# [Directive]
Reproduce each of the lines below verbatim, omitting the pictures from your output.

# [Task input]
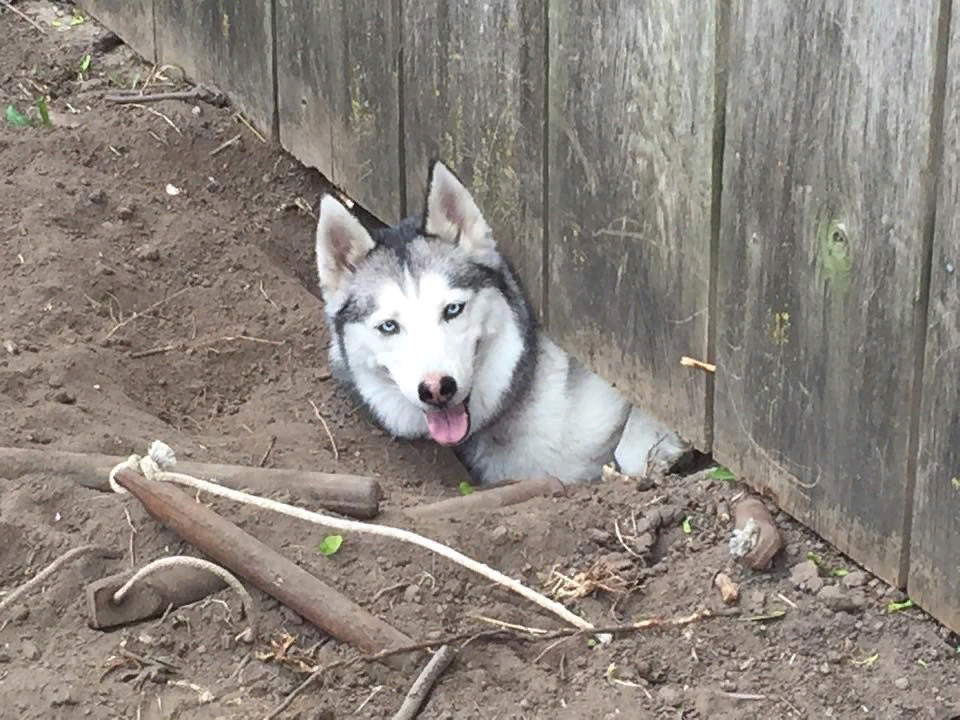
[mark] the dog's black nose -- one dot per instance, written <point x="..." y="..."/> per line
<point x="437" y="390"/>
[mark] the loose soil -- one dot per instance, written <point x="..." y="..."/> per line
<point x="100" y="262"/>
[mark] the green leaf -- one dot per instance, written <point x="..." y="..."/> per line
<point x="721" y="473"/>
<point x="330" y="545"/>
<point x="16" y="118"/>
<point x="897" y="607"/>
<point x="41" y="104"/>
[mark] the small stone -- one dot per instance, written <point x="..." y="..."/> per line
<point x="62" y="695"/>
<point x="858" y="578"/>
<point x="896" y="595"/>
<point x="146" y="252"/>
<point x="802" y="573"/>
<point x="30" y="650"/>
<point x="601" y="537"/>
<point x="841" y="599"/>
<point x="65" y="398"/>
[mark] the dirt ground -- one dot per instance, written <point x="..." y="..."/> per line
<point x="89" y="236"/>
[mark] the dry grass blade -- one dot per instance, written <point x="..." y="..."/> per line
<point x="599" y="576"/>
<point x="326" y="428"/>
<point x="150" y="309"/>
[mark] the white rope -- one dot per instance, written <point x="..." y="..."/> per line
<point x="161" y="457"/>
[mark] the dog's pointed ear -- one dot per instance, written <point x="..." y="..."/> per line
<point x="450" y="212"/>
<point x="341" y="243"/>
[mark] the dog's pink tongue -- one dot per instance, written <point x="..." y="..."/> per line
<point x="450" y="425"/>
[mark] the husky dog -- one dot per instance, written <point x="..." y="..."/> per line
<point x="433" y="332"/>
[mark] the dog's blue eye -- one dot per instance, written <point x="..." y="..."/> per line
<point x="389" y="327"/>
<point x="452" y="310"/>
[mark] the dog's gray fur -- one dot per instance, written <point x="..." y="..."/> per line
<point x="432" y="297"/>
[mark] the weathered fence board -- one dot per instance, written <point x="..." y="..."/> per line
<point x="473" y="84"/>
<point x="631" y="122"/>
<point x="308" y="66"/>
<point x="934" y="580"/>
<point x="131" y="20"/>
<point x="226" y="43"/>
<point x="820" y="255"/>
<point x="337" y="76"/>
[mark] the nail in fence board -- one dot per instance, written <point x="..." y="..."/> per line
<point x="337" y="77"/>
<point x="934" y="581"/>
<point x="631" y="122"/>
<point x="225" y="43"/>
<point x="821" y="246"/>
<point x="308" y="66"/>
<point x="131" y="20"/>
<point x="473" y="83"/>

# [Result]
[mark] the dog's black nose -- one dot per instance, written <point x="..." y="..."/> per line
<point x="437" y="390"/>
[mark] the loose soil -- one dot per instance, written <point x="..." y="..."/> per line
<point x="100" y="262"/>
[mark] the green leaf -- one dot per instance, written <point x="..." y="..."/> per line
<point x="721" y="473"/>
<point x="330" y="545"/>
<point x="16" y="118"/>
<point x="897" y="607"/>
<point x="41" y="104"/>
[mark] the small stone -- one dot per instance, written <point x="..." y="..."/> per line
<point x="62" y="695"/>
<point x="858" y="578"/>
<point x="896" y="595"/>
<point x="146" y="252"/>
<point x="802" y="573"/>
<point x="30" y="650"/>
<point x="601" y="537"/>
<point x="841" y="599"/>
<point x="65" y="398"/>
[mark] the dirt ground -- one dot per instance, written <point x="..." y="..."/> per line
<point x="89" y="236"/>
[mark] the dry grass blade -- one dot per instance, written <point x="..." y="..."/> per line
<point x="599" y="576"/>
<point x="326" y="428"/>
<point x="150" y="309"/>
[mark] the white rope -- one dot per instance, written <point x="..." y="..."/> per line
<point x="161" y="457"/>
[mark] the dog's pointed ear -- one dot per instance, written <point x="..." y="..."/> per line
<point x="450" y="212"/>
<point x="341" y="243"/>
[mark] the dog's pink tongue -- one dot per instance, written <point x="..." y="..."/> per line
<point x="450" y="425"/>
[mark] the husky dog -- one dot per instance, written <point x="..." y="..."/> per line
<point x="433" y="332"/>
[mark] the dog's blue eye -- one dot per instance, written <point x="..." y="..."/> per line
<point x="389" y="327"/>
<point x="452" y="310"/>
[mark] the dog's gray fur -- one dot per instance, written <point x="..." y="..."/> per line
<point x="432" y="297"/>
[mark] the weathered fence board -- one dot per instance, written <point x="..." y="..."/> per line
<point x="473" y="84"/>
<point x="631" y="122"/>
<point x="308" y="66"/>
<point x="934" y="580"/>
<point x="131" y="20"/>
<point x="226" y="43"/>
<point x="820" y="255"/>
<point x="337" y="76"/>
[mark] the nail in fence board -- one dot per instance, written <point x="..." y="..."/> per line
<point x="337" y="77"/>
<point x="934" y="581"/>
<point x="631" y="122"/>
<point x="225" y="43"/>
<point x="821" y="246"/>
<point x="308" y="66"/>
<point x="131" y="20"/>
<point x="473" y="83"/>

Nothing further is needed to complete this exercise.